| Given problem |
Rewrite all of the items below, replacing "point out" with "locate" and keeping everything else the same. Leave the pictures out.
====== Information provided
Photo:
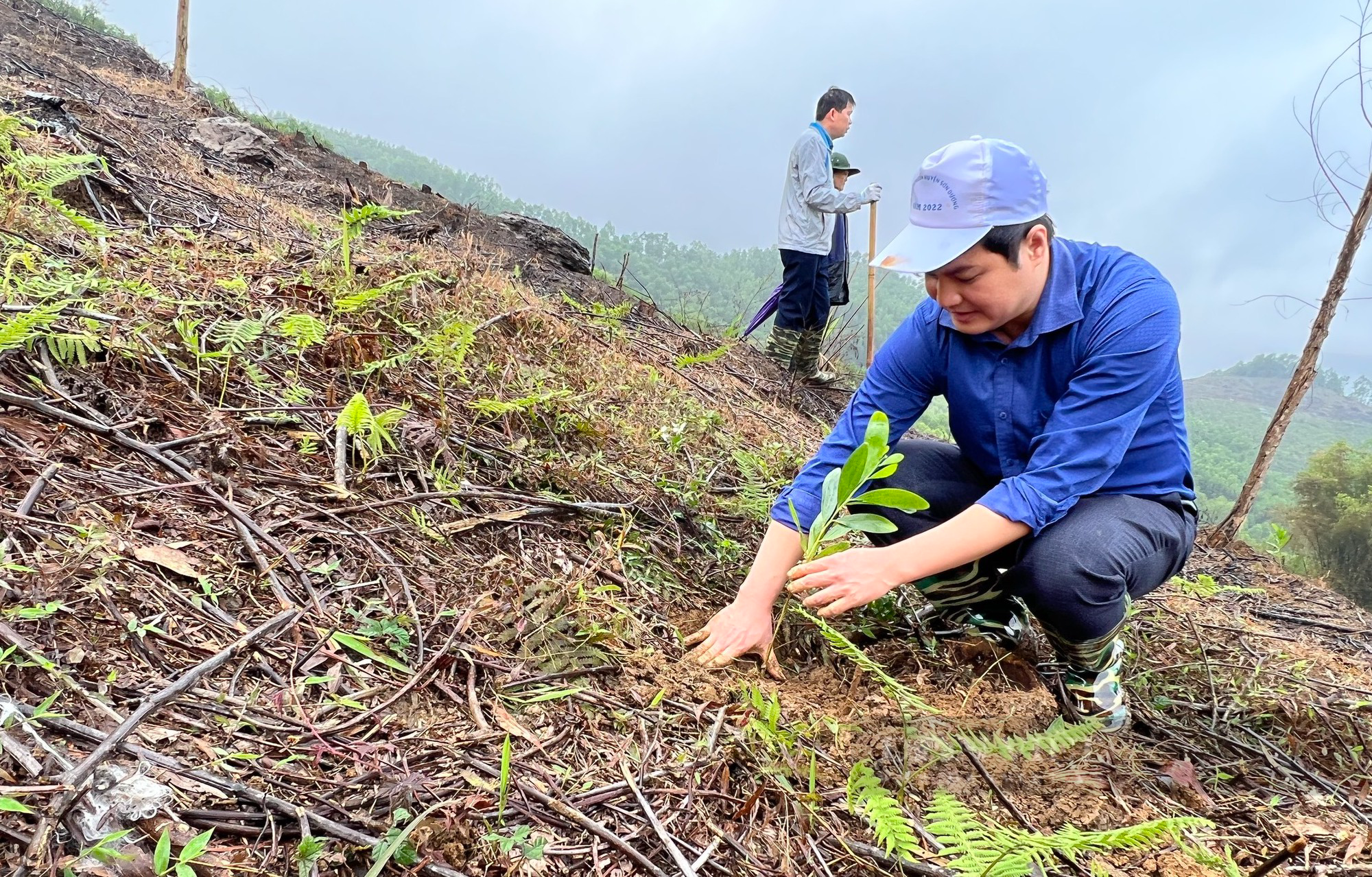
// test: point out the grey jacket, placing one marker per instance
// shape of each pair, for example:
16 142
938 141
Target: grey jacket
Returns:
810 200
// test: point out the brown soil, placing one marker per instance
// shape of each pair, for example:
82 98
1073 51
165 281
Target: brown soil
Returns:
549 625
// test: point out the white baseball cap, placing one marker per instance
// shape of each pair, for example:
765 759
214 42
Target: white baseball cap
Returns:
961 193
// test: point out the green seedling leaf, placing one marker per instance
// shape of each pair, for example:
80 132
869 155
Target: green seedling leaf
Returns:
888 467
868 524
833 550
854 473
196 847
163 854
10 805
892 499
556 695
879 432
362 647
828 500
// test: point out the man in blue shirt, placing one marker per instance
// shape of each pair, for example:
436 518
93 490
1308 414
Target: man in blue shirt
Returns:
805 233
1069 488
835 267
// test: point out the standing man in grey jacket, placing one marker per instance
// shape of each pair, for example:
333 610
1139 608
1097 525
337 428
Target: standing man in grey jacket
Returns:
809 205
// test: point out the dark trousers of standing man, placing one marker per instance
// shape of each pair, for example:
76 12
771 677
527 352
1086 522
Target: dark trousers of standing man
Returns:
1078 573
805 293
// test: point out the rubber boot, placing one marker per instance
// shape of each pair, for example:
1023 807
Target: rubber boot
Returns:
1091 676
783 348
807 366
971 602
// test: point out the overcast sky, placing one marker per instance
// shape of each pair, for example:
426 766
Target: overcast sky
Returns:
1167 128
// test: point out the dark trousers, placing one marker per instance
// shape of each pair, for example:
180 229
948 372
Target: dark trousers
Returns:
1076 573
805 293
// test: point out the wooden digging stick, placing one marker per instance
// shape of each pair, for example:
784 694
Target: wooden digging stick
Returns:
872 288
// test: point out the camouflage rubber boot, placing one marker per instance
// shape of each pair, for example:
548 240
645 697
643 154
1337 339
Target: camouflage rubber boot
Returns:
807 359
1091 675
784 348
969 602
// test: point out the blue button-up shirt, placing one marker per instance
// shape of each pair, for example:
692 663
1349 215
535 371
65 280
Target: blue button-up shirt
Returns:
1087 400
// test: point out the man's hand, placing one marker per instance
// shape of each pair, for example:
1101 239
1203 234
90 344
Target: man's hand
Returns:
846 581
739 629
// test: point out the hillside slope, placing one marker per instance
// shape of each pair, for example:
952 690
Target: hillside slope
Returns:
368 546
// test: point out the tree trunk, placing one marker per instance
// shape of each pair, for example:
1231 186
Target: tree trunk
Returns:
1304 377
183 23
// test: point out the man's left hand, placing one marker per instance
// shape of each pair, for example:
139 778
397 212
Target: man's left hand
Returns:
846 581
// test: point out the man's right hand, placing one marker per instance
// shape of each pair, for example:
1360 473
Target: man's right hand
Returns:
739 629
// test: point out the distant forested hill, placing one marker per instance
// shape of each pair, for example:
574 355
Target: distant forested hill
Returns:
1229 412
696 285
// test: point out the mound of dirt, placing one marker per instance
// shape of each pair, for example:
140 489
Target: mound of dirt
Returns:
359 529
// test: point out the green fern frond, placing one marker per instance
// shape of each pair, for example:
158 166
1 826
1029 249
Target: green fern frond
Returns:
356 415
304 330
871 801
357 301
1060 738
357 218
259 378
989 849
895 688
12 128
21 329
43 174
235 337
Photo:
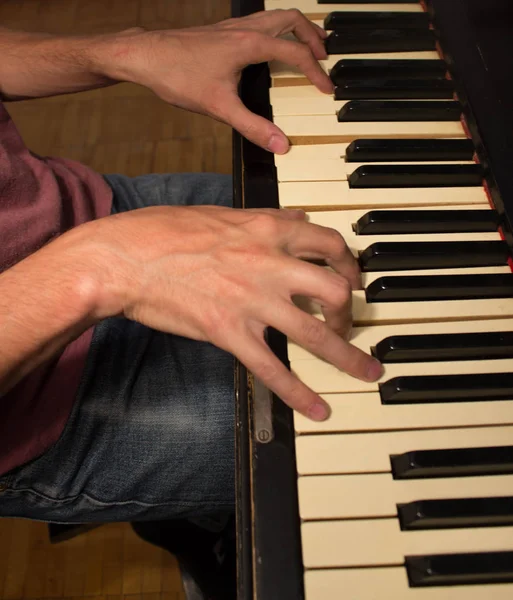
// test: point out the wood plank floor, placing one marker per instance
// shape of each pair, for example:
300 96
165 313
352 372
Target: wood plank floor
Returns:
123 129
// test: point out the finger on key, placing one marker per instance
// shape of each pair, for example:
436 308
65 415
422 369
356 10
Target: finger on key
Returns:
310 241
316 337
329 290
296 54
308 33
256 355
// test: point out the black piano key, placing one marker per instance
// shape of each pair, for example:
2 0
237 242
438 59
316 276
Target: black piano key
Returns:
487 345
411 288
387 222
383 89
403 256
460 569
392 150
343 19
400 110
451 514
350 68
453 462
367 40
387 176
365 1
428 389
============
| Exercise answer |
Photo:
// test: locate the grey jacket, placing one marker per instance
// shape of each pair, for example:
16 142
938 141
Target: grey jacket
Returns:
810 200
// test: locate the brown soil, placing one marker per instance
// shape of each pair, for example:
82 98
1073 51
165 281
Target: brown soil
Returns:
549 625
// test: locate the white baseball cap, placing one marker per instance
// shape of each pair, for example:
765 759
214 42
Target: white baseball cap
Returns:
961 193
// test: locate the green seedling leaf, placing one marker per instance
// shape of each pair, for example:
80 132
869 155
Target: green seedling leaf
Returns:
888 467
868 524
833 550
854 473
196 847
163 854
10 805
892 499
556 695
879 432
362 647
828 500
// test: locate the man in blue shirt, placing one marker per instance
// shape of each pair, for example:
436 518
93 490
1308 414
Target: man in blue shirt
Returns:
805 233
1069 488
835 267
// test: locate the standing man in grey jacket, placing one marker per instance
// shape of each pair, for example:
333 610
1139 608
1097 525
337 428
Target: standing man in grey jacket
Returns:
809 205
// test: locate the dark trousers of standing man, placing one marker per instance
// shape of each pair, for example:
76 12
771 677
527 352
1086 522
Target: dark trousers of standing man
Returns:
1078 573
805 293
// test: locate the rubber boot, placing one marker per instance
// shape of each pair, for example:
1023 807
Target: rubber boot
Returns:
1091 676
783 348
807 366
971 602
// test: locate the overcast sky, placing one marker per instance
// shape of each pair, for example:
426 766
Target: overcast sky
Returns:
1167 128
// test: locate the dark trousers, placing one marker per instance
// shape of each pair, for example:
180 229
948 372
Target: dark trousers
Returns:
1076 573
805 293
// test: locate the wooden digging stick, placing one marker per instance
// shape of each pair, for example:
784 694
Target: wooden digging stick
Returns:
872 288
// test: locate the camouflage rubber boot, placing one marker per instance
// shape of each pair, for example:
548 240
645 697
643 154
1337 339
Target: camouflage rubber boot
Returns:
807 359
1091 675
784 348
969 602
// test: locate the blue button-up shirt, placing one marker per instance
// shape of each pair, for example:
692 663
1349 215
535 371
65 280
Target: blue button-up shirt
Returns:
1087 400
// test: locate the man's hand, placing one marker per instance
// shape of each pair, for example:
1101 239
1203 234
90 344
Target: man's hand
Returns:
846 581
739 629
// test: locate the hillside slope, placing one marker per instance
// shape of each pair, for example:
952 690
Target: hillside slope
Returns:
368 546
// test: locate the tree trunk, placing one marker per instance
// shape of each pair, for example:
1231 186
Target: tree trunk
Returns:
1304 377
183 23
// test: locate the man's left hand, placing one marker per instance
// shape of each pair, for example:
139 778
397 212
Target: man's left hand
Returns:
846 581
// test: locate the man's right hand, placing one marker per instance
// shape of each pair, for example:
1360 473
Target: man's right hand
Returns:
739 629
// test: locate the distant forested hill, placing one marker per instance
// shape of each pair, for example:
574 355
Target: distant forested hill
Returns:
1229 412
696 285
// test: locate the mound of dirt, placing one marker per instance
// shape of each pair, for example:
140 489
Target: mound of dirt
Returns:
359 529
// test: locate the green fern frond, placing one marker per instance
// shape of each pair, for example:
158 166
1 826
1029 249
Target: green fern frond
Returns:
356 415
304 330
871 801
357 301
1060 738
357 218
259 378
989 849
895 688
12 128
21 329
43 174
235 337
Photo:
// test: locate the wood plank floor, placing one marker per instance
// shape of each pair, for example:
300 96
165 313
352 372
Target: wood plank floor
Returns:
123 129
// test: locate the finger on key, placing one marker per instance
// shape of each pair, for example:
436 308
65 415
422 369
356 10
Target: finger on key
Returns:
310 241
316 337
329 290
296 54
308 33
256 355
// test: locate the black piano key, placing one marker per instance
// shape of each pair, for example:
2 0
237 242
438 59
316 276
Target: black piano key
Returns:
487 345
411 288
387 222
383 89
403 256
460 569
392 150
343 19
400 110
451 514
350 68
453 462
367 40
387 176
365 1
428 389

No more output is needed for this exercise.